*PROBLEM REQUIREMENTS*. Please find the number of lines in the material below where the string "gate" occurs, and give only that number.

*THE DATA*.
BEGIN
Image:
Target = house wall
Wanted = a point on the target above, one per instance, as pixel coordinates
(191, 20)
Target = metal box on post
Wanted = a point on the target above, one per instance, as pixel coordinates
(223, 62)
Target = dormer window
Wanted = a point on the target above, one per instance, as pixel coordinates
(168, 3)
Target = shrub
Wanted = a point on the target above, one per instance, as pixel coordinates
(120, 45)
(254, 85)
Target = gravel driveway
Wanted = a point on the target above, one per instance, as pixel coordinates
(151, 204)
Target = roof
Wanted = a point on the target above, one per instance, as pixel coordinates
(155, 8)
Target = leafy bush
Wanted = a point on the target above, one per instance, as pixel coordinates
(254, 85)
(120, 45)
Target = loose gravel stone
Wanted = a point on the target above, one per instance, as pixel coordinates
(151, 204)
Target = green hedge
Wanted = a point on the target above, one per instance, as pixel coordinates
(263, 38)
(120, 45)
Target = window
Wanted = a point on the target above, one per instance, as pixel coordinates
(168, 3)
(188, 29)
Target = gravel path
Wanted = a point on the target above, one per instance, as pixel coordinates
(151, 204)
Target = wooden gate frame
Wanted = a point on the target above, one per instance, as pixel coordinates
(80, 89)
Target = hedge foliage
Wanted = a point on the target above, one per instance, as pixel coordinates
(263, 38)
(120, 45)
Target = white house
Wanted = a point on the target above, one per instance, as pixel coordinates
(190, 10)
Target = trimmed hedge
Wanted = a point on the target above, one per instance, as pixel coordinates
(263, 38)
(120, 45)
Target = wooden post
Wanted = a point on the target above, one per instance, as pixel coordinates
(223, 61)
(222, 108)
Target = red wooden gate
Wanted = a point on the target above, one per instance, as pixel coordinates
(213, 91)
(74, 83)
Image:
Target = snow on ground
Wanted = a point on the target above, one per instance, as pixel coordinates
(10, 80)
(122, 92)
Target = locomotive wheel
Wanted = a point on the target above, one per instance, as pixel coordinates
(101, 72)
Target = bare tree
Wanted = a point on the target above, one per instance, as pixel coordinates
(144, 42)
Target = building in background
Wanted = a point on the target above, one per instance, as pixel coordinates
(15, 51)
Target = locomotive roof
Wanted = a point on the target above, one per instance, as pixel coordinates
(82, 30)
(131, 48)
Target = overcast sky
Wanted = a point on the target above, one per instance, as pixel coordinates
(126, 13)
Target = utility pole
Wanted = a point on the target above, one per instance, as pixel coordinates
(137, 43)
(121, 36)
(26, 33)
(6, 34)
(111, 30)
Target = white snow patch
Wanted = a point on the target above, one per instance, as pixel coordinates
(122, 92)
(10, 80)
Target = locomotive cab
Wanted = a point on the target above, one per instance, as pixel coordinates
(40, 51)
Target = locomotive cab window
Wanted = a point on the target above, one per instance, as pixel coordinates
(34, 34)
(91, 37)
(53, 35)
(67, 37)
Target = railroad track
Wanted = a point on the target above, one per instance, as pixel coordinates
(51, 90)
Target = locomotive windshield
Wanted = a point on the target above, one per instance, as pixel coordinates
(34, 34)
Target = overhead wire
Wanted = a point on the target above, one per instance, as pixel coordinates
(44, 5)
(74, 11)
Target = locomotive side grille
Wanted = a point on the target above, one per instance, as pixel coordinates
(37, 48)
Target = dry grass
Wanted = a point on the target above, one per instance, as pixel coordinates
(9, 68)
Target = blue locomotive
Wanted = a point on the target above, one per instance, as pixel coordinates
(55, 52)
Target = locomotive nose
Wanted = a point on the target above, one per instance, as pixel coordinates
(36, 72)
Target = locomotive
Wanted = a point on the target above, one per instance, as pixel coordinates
END
*EXERCISE RESPONSE*. 2